[Begin]

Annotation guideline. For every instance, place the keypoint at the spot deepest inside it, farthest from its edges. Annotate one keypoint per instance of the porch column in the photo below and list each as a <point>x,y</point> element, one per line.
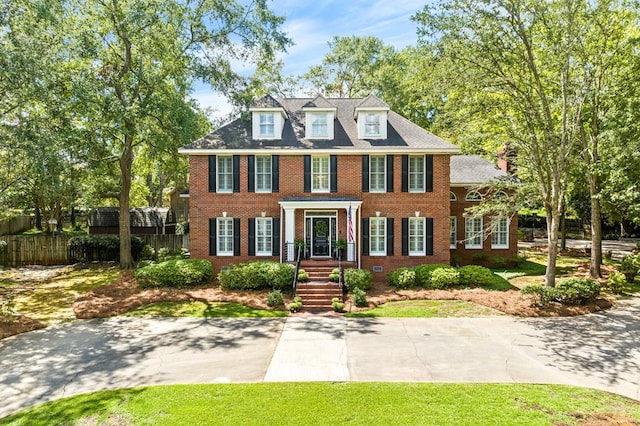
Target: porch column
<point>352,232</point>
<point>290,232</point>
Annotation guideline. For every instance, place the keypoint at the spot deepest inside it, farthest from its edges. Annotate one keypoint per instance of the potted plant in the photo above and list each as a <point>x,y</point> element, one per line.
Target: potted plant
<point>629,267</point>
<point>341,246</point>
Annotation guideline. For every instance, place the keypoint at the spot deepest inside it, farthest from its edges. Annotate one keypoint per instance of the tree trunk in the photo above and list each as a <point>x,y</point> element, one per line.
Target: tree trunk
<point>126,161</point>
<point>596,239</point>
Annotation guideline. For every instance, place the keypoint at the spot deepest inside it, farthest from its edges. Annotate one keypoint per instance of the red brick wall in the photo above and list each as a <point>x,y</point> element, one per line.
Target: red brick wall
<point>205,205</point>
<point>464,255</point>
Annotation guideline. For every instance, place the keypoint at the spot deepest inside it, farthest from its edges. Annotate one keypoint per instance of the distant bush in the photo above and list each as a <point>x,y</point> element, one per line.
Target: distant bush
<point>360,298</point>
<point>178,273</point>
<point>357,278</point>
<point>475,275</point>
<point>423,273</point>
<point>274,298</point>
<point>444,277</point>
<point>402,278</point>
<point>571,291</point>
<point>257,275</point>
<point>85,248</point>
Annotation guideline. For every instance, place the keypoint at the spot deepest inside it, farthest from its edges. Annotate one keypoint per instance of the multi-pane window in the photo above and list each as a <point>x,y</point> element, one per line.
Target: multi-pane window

[End]

■ WORK TO COMPLETE ■
Can you reproduce the records from the line containing "of the potted" through the end of the records, inclusive, swapping "keypoint" for "landmark" and leaving everything else unchanged? Give back only those lines.

■ FINISHED EXERCISE ■
Annotation guideline. For every instance, place the landmark at the spot deepest inside it, farthest from its edges. Annotate one landmark per instance of the potted plant in the photo above and list each as a <point>x,y</point> element, one per line.
Target: potted plant
<point>629,267</point>
<point>341,246</point>
Annotation guideline. For every instance, place the landmark at the spot deepest inside it, farthest from its edges. Annotate one landmark per instance of the tree trunk in the photo above and list each as a <point>x,y</point> element, one per line.
Target: tree trunk
<point>126,161</point>
<point>596,239</point>
Annotation guideline. For every instance, place the landmark at the spot deepest inside it, farthest from its edges. Annotate one landmark per instance of the red brick wall in the photo above and list each as a <point>x,y</point> element, one per line.
Target: red brick wall
<point>205,205</point>
<point>464,255</point>
Annotation guideline. For every instance, place the landmark at the spot deepest inside it, farthest from its edges. Annotate one landmark per instance of the distant bush in the photo above and list each as a <point>x,y</point> element, one per line.
Target: distant bush
<point>360,298</point>
<point>178,273</point>
<point>357,278</point>
<point>475,275</point>
<point>423,273</point>
<point>274,298</point>
<point>444,277</point>
<point>402,278</point>
<point>571,291</point>
<point>257,275</point>
<point>85,248</point>
Annotation guideline. For every instance, place the landmark at the spot deepest inside it, farthest from its edges. Annotate one landmark per instance of the multi-pane window in the photo above and list each as a <point>x,y</point> element, one per line.
Target: multi-pane window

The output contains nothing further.